(Dataset excerpts)
◆ ◆ ◆ ◆
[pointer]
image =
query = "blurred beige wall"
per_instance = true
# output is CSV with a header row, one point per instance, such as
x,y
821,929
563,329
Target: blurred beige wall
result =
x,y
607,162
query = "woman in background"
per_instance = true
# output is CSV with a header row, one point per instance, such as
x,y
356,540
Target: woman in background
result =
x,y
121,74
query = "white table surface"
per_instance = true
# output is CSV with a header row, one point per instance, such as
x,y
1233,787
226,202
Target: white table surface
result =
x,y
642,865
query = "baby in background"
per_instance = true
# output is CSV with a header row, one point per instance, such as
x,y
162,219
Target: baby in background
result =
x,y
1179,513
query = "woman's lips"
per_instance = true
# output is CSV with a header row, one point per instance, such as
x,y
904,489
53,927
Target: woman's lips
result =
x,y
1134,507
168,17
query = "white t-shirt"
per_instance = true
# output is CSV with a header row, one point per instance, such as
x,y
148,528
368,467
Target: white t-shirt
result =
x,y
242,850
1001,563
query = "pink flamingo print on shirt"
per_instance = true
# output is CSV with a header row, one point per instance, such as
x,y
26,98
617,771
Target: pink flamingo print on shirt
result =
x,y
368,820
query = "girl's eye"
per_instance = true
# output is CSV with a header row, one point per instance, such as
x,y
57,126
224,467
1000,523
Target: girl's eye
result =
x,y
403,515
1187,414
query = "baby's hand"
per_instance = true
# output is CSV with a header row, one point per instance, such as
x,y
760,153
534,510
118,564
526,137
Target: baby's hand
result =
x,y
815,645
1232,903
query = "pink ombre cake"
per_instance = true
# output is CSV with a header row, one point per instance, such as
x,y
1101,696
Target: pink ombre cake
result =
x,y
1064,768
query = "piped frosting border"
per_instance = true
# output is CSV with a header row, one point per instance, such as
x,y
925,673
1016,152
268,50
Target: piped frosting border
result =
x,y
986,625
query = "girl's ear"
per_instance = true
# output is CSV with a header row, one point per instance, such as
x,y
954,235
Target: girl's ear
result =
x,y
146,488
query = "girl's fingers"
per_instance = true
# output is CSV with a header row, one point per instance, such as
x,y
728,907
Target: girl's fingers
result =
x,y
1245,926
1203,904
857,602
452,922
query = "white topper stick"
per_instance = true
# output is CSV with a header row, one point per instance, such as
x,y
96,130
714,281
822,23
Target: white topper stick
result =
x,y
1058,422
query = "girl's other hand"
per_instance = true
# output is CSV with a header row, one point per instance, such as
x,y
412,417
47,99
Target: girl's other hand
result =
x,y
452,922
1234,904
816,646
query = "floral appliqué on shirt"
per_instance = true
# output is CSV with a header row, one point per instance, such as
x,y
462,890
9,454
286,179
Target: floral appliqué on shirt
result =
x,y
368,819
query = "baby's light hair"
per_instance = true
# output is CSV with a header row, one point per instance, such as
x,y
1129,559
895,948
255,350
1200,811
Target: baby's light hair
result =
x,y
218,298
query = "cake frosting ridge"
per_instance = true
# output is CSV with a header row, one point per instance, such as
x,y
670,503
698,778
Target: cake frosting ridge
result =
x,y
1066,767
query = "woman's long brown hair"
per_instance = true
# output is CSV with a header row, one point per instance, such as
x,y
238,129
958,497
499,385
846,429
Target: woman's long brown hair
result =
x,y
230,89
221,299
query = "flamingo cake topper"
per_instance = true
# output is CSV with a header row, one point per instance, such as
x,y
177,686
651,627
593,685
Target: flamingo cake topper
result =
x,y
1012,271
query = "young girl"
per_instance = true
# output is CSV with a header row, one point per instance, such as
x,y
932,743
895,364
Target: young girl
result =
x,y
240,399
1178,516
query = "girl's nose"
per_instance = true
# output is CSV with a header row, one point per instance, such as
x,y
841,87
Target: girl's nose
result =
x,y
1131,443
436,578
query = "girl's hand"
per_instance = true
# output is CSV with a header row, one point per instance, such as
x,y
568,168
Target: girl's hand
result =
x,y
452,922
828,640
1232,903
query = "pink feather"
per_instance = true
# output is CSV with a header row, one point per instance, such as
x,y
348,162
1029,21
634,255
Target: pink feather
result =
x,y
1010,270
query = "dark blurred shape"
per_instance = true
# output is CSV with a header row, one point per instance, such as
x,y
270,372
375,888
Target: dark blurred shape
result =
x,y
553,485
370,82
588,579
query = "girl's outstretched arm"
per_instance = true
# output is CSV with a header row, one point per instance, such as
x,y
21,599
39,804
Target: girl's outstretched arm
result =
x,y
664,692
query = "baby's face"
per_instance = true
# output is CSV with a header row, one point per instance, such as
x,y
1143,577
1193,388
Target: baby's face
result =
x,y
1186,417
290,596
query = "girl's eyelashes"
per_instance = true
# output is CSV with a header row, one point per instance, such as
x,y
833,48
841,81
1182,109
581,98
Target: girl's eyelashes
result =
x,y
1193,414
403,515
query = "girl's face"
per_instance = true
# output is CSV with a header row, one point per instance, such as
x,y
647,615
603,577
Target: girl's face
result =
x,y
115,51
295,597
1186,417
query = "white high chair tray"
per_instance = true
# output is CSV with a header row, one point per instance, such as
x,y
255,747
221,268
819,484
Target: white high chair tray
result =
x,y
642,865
◆ ◆ ◆ ◆
Activity — Select every line of the records holding the string "hand".

Solution to this problem —
query = "baby's hand"
Target: baby's hand
query = "girl's other hand"
Target: girl's other hand
query = "girl's hand"
Target: girl's hand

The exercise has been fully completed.